• **AUFGABEN**:
(a) Welches Studio hat laut dem Text über Fallen Empire und KotOR II die Fortsetzung zu KotOR entwickelt?
(b) Warum zeigt BioWare laut dem Text über Fallen Empire und KotOR II wenig Begeisterung für KotOR II? Antworte in ein bis drei Sätzen.
(c) Wie könnte der Text über Fallen Empire und KotOR II weitergehen? Setze ihn nach seinem letzten Satz fort.

• **TEXTABSCHNITT**:
* * *
Fallen Empire und die Essenz von KotOR II
Viele von Fallen Empire aufgeworfene Fragen und Themen kennt man auch aus dem von BioWare eher totgeschwiegenen KotOR II. Die Gründe für BioWares mangelnden Enthusiasmus für KotOR II sind einfach erklärt. Die Fortsetzung zu KotOR wurde damals von Obsidian entwickelt und auch wenn man vielleicht von einer freundschaftlichen Weitergabe der Lizenz sprach, intern dürften doch einige Gefühle gekränkt gewesen sein. So mancher BioWare Veteran wie James Ohlen oder Drew Karpyshyn ist auch heute noch ein Teil BioWares und Ohlen wie Karpyshyn sitzen sogar im Austin-Studio. Nicht jeder Künstler ist eben gut darauf zu sprechen, wenn das Management sein Werk an die Konkurrenz weiterreicht.
* * *
• **Datensatzeinträge**:
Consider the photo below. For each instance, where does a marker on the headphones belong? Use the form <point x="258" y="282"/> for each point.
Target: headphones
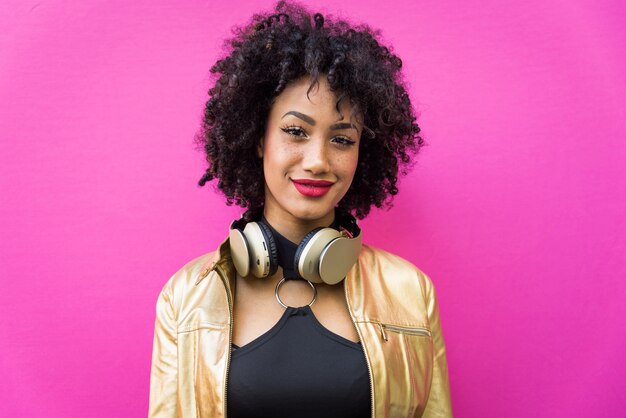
<point x="323" y="256"/>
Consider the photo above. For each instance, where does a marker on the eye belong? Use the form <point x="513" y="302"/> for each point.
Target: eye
<point x="343" y="141"/>
<point x="293" y="130"/>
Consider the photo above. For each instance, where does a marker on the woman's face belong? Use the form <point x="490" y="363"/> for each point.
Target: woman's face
<point x="310" y="153"/>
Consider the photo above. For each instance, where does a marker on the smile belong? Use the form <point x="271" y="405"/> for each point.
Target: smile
<point x="312" y="188"/>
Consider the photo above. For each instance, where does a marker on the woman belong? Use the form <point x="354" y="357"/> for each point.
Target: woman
<point x="292" y="315"/>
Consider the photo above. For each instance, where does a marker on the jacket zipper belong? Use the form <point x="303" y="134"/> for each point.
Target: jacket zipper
<point x="230" y="332"/>
<point x="367" y="360"/>
<point x="402" y="330"/>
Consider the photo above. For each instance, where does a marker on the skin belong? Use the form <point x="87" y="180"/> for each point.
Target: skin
<point x="301" y="146"/>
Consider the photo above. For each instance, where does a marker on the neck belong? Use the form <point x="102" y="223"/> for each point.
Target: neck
<point x="295" y="229"/>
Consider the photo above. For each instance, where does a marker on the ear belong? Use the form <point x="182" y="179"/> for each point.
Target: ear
<point x="259" y="148"/>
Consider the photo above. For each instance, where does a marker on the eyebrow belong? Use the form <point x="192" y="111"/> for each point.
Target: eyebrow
<point x="311" y="121"/>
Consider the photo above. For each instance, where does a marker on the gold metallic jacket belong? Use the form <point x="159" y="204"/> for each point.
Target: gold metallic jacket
<point x="392" y="304"/>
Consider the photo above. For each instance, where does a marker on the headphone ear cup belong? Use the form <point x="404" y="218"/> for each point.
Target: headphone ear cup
<point x="300" y="249"/>
<point x="271" y="246"/>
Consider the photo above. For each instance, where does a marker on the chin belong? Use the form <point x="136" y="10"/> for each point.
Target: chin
<point x="312" y="214"/>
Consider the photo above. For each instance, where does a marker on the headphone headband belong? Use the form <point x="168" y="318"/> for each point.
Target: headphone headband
<point x="325" y="255"/>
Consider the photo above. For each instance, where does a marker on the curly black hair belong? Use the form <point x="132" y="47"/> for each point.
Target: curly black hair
<point x="277" y="48"/>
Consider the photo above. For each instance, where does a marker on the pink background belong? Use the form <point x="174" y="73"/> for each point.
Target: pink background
<point x="516" y="209"/>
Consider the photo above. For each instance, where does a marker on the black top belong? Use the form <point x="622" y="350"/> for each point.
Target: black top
<point x="298" y="369"/>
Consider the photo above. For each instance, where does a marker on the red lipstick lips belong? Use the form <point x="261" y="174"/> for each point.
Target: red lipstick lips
<point x="312" y="188"/>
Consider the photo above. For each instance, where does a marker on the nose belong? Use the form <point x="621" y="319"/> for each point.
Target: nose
<point x="315" y="158"/>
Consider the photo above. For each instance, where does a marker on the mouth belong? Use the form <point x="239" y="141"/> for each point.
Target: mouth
<point x="312" y="188"/>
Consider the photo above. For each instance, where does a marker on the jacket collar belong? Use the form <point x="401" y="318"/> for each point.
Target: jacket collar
<point x="220" y="258"/>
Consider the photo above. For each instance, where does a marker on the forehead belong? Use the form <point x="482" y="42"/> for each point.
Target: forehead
<point x="321" y="102"/>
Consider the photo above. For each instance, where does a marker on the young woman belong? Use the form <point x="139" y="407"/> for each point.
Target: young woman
<point x="292" y="316"/>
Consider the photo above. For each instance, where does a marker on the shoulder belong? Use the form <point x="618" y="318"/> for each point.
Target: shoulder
<point x="183" y="280"/>
<point x="393" y="269"/>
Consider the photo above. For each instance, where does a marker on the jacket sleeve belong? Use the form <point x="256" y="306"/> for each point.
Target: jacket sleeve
<point x="438" y="404"/>
<point x="163" y="373"/>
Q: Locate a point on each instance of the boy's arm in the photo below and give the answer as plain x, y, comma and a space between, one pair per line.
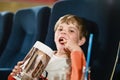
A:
10, 77
77, 63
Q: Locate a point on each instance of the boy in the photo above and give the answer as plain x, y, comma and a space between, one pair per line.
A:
68, 62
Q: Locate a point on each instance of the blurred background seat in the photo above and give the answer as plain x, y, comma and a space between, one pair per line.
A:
97, 12
29, 25
6, 21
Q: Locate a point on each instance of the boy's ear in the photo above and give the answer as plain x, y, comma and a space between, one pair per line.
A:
82, 41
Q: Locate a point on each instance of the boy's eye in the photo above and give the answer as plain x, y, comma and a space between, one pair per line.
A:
60, 29
71, 31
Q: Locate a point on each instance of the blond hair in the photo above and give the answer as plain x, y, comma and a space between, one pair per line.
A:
75, 20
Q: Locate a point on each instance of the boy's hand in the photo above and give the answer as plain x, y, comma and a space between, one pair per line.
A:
17, 69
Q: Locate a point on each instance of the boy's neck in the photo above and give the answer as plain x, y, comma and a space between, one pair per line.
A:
61, 54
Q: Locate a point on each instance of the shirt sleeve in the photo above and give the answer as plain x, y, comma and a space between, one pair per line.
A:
77, 62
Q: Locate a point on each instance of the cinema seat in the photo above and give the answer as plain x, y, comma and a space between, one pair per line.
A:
6, 21
29, 25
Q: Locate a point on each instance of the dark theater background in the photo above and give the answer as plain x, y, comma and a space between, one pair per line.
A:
23, 22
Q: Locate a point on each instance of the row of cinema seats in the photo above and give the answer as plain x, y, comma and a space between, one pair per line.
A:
37, 23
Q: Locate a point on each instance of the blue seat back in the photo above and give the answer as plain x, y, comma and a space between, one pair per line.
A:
29, 25
6, 21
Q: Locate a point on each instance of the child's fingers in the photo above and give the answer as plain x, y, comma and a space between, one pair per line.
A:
20, 63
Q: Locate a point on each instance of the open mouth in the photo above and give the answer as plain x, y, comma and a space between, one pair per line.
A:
62, 40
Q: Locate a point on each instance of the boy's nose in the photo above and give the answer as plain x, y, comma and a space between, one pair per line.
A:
63, 32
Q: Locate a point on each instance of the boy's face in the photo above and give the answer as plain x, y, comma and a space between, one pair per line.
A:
64, 33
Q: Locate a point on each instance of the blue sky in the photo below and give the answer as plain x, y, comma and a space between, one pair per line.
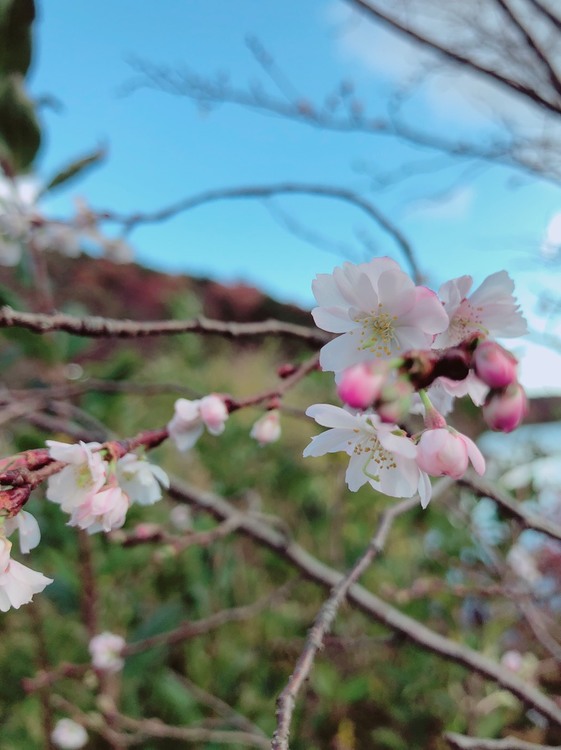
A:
462, 218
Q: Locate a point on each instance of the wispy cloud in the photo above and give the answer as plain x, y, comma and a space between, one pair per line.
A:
452, 205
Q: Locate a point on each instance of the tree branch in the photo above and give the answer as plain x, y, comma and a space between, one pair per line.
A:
462, 742
267, 191
324, 620
458, 58
368, 603
97, 327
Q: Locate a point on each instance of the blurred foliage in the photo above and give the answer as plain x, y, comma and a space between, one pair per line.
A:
20, 135
367, 688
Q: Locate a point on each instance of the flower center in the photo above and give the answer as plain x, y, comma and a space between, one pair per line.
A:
466, 320
377, 333
376, 456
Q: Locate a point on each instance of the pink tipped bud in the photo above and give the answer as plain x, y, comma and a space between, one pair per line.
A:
214, 413
505, 410
360, 385
394, 400
267, 428
445, 452
494, 365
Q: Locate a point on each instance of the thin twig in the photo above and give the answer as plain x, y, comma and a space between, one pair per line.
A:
322, 624
97, 327
368, 603
462, 742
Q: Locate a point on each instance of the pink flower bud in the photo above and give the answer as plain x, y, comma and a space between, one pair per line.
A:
505, 410
267, 428
395, 400
360, 385
494, 365
214, 413
445, 452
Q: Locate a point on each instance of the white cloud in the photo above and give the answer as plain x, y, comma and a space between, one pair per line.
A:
452, 205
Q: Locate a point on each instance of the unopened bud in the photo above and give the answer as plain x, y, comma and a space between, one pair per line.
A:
494, 365
360, 385
504, 410
267, 428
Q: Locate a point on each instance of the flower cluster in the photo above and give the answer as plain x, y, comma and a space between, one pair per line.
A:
95, 492
191, 417
404, 349
22, 224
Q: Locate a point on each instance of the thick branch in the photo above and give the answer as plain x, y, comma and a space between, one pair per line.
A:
458, 58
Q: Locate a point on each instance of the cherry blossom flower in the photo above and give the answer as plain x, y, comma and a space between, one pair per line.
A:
18, 583
491, 310
267, 429
380, 454
494, 365
379, 311
446, 452
105, 650
85, 474
140, 479
28, 529
504, 410
190, 418
359, 386
69, 735
103, 510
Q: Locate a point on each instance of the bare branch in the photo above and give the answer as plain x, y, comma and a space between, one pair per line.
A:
456, 57
368, 603
526, 519
324, 620
266, 191
461, 742
533, 45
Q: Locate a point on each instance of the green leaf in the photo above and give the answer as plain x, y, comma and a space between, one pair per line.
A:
20, 135
16, 17
75, 168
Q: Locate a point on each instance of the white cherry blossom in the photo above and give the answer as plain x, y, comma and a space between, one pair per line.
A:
105, 650
85, 474
69, 735
490, 310
18, 583
380, 454
191, 417
378, 310
28, 529
141, 479
104, 510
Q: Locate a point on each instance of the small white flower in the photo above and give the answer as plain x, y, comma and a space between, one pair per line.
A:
379, 311
491, 310
267, 429
85, 474
28, 528
190, 418
140, 479
69, 735
18, 583
104, 510
380, 453
106, 649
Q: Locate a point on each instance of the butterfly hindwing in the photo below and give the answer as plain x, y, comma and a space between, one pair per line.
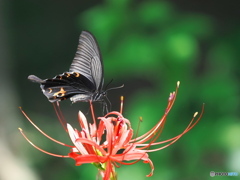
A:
65, 86
84, 81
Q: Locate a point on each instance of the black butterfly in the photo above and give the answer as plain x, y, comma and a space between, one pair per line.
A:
84, 81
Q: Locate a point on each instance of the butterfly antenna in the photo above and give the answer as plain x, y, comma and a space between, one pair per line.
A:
118, 87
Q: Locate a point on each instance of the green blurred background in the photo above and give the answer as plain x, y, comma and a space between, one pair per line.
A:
147, 46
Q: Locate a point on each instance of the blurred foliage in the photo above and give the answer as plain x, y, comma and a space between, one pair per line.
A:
148, 46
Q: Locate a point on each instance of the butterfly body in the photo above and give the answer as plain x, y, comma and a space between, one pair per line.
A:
84, 80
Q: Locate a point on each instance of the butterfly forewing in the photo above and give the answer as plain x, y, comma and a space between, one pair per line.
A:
87, 60
84, 81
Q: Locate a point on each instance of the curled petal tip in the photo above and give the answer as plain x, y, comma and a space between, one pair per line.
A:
195, 114
121, 98
178, 83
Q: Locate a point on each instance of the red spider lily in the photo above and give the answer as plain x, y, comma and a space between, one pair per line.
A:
110, 143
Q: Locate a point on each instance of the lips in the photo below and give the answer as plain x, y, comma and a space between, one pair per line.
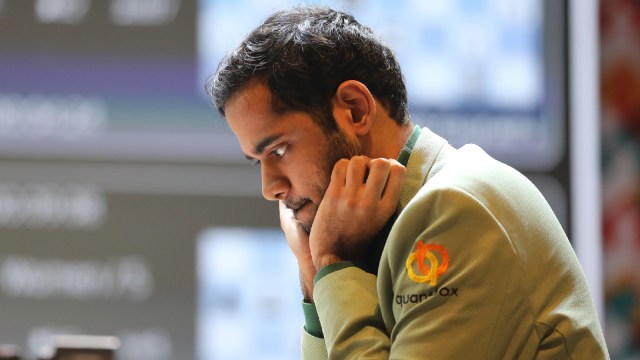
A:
297, 206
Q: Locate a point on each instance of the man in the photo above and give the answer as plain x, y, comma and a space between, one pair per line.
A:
443, 253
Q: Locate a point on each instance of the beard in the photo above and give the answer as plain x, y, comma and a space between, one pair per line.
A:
339, 146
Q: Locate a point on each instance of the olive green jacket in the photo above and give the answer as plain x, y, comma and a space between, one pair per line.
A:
476, 266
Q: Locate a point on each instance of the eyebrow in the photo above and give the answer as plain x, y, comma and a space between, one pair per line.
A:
263, 144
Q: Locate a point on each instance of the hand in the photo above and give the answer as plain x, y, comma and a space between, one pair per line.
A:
361, 197
298, 241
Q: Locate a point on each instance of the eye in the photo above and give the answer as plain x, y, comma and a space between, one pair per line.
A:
279, 151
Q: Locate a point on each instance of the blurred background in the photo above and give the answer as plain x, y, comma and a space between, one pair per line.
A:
128, 209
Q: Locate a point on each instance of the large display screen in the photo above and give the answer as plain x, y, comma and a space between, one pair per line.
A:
126, 206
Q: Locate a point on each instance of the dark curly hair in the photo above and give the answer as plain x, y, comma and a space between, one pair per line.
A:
303, 54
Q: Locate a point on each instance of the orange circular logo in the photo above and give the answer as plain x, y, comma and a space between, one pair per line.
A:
429, 267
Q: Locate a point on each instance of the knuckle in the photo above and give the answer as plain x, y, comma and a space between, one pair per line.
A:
380, 164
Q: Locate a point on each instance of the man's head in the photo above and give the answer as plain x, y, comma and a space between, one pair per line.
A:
302, 55
306, 88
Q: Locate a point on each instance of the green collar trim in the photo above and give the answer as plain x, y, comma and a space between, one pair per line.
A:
403, 158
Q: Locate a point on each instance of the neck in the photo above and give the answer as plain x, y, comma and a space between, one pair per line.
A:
387, 139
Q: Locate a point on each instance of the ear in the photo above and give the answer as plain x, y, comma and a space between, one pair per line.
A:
354, 108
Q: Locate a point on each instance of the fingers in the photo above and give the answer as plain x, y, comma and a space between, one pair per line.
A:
397, 173
356, 172
377, 179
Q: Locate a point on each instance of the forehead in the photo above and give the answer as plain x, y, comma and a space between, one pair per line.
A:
251, 117
249, 111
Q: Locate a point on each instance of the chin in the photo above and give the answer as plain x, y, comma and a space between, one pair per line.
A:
306, 217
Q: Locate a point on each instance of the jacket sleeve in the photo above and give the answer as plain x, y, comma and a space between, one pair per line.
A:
313, 345
448, 312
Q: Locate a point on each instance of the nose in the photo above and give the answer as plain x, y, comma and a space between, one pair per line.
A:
274, 184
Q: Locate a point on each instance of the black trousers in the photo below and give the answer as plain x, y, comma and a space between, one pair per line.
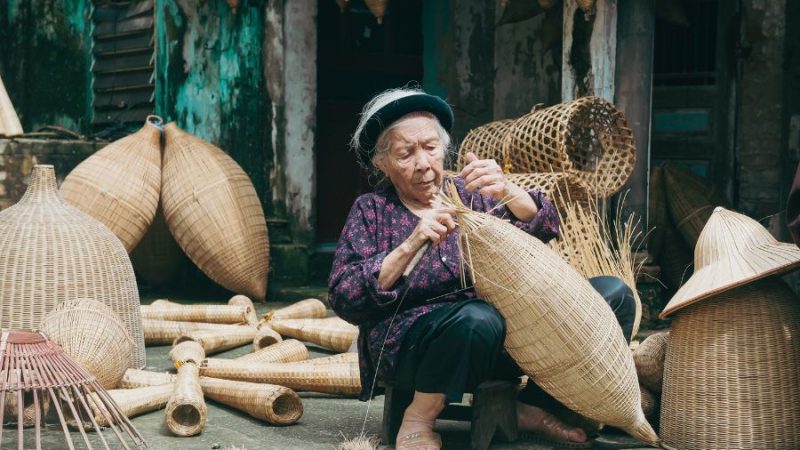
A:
455, 348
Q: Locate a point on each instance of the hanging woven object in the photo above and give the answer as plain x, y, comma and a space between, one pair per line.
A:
158, 260
377, 8
9, 121
331, 333
588, 137
43, 243
560, 330
214, 213
92, 335
120, 184
48, 373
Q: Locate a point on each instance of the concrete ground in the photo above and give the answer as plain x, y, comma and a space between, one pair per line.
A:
326, 421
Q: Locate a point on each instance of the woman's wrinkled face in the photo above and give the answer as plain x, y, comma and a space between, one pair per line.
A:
414, 162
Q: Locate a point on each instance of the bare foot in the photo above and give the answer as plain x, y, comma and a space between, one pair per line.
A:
534, 419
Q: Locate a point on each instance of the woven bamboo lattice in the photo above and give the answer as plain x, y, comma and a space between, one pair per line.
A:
218, 341
731, 371
265, 337
120, 184
587, 137
337, 378
43, 243
9, 121
158, 260
332, 333
92, 335
559, 330
649, 360
309, 308
214, 213
691, 200
35, 367
186, 412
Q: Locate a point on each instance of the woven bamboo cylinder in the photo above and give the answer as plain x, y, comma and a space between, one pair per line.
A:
218, 341
164, 332
120, 184
230, 314
331, 333
186, 409
91, 334
43, 243
649, 360
337, 378
559, 330
214, 213
265, 337
158, 260
309, 308
273, 404
691, 200
731, 371
588, 137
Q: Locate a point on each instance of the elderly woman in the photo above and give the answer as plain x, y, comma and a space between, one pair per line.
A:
419, 329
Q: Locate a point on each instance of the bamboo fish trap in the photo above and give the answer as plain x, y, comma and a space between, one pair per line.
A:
559, 330
331, 333
120, 184
214, 213
52, 252
35, 366
186, 409
92, 335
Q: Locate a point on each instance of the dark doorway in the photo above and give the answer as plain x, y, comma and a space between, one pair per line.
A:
357, 59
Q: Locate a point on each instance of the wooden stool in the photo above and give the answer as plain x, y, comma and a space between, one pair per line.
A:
493, 409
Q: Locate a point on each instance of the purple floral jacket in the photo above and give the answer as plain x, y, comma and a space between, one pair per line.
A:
378, 223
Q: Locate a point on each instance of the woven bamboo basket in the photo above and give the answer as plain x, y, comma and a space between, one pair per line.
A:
588, 137
336, 378
309, 308
214, 213
559, 330
218, 341
120, 184
649, 360
731, 371
164, 332
91, 334
9, 122
230, 314
331, 333
265, 337
158, 260
186, 409
42, 242
691, 200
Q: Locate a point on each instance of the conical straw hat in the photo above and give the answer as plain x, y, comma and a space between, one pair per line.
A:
120, 184
732, 250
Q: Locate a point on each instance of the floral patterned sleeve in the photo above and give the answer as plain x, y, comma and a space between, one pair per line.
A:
353, 289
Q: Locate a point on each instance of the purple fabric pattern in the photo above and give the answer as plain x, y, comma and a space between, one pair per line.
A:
379, 222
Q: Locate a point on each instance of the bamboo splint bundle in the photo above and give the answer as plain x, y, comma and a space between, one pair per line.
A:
186, 409
309, 308
560, 331
335, 378
332, 332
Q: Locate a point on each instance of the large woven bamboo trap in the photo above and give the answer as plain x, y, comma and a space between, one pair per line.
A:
731, 371
559, 330
214, 213
120, 184
43, 241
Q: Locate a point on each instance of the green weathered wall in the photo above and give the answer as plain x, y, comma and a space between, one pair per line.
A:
45, 61
211, 80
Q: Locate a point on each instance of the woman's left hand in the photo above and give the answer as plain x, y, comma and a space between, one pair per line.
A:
485, 176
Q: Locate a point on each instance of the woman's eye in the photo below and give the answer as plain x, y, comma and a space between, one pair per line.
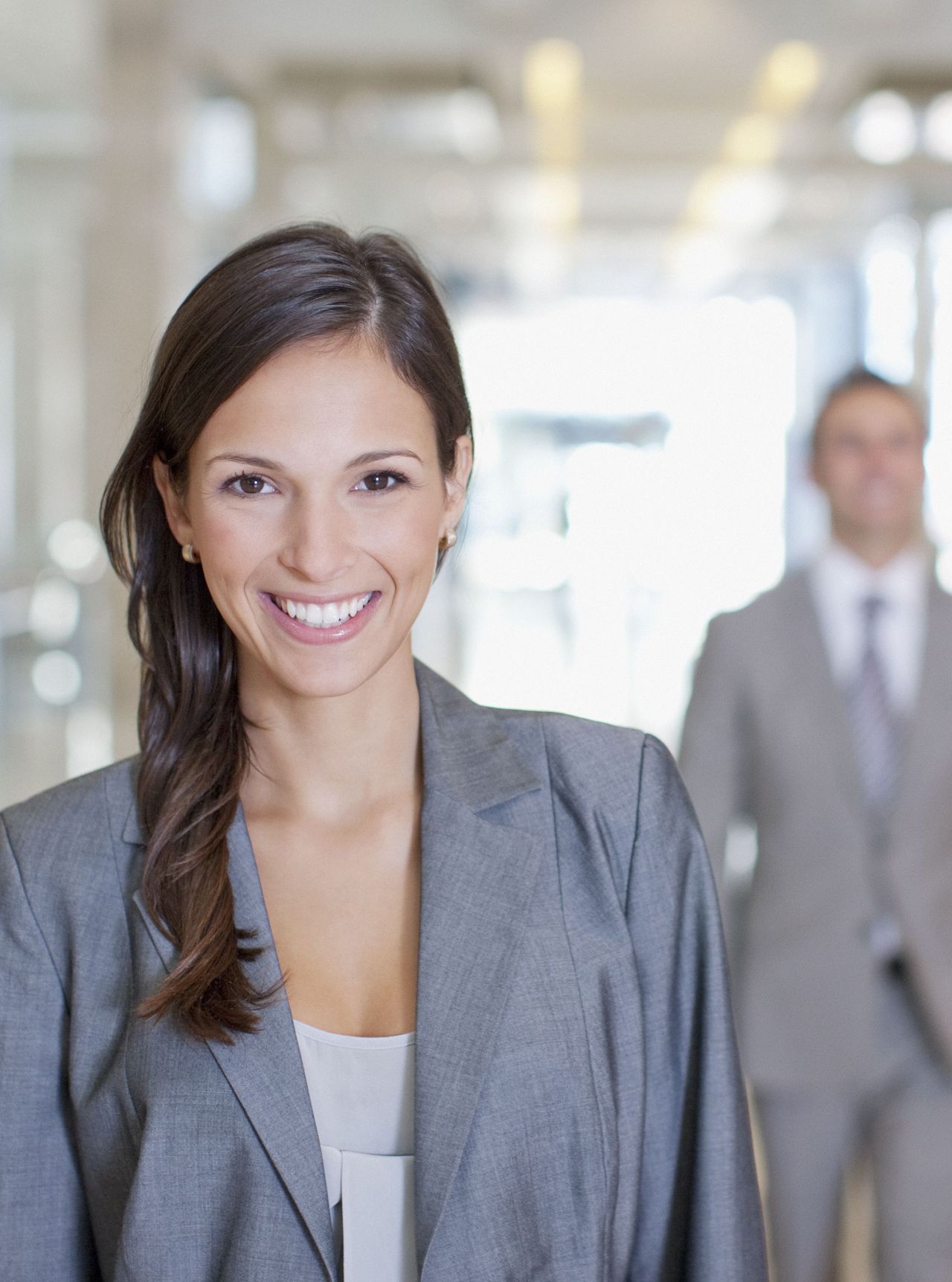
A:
249, 484
379, 481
* * *
• **LÖSUNGEN**:
(a) Obsidian.

(b) KotOR II wurde von Obsidian entwickelt, und auch wenn von einer freundschaftlichen Weitergabe der Lizenz die Rede war, dürften intern einige Gefühle gekränkt gewesen sein. Nicht jeder Künstler ist gut darauf zu sprechen, wenn das Management sein Werk an die Konkurrenz weiterreicht.

(c)
Trotzdem warf KotOR II einige interessante Fragen auf, die es wert sind auch von BioWare thematisiert zu werden. Doch ich muss auch zugeben, dass ich KotOR II wegen seines unfertigen Zustands und der losen Fäden immer schon weniger geschätzt habe als BioWares Original. Das Sequel hatte Potential, doch es ging in manchen Bereichen etwas zu weit und scheiterte dann an der Umsetzung vieler Visionen.

Die Verbannte und der Jedi-Orden

KotOR II spielte durchaus mit einem Klischee, als man neben Revan und Malak auch noch eine dritte im Bunde einführte. Revans Generälin, die nach der Schlacht um Malachor V ihre Verbindung zur Macht verlor und im Gegensatz zu Revan und Malak dem Krieg den Rücken zukehrte. Sie stellte sich dem Jedi-Rat und wurde stellvertretend für Revans Vergehen aus dem Orden geworfen. Doch Kreia stellt einem eine ihrer kryptischen Fragen, ist denn ein Jedi ohne den Jedi-Orden nicht doch noch ein Jedi?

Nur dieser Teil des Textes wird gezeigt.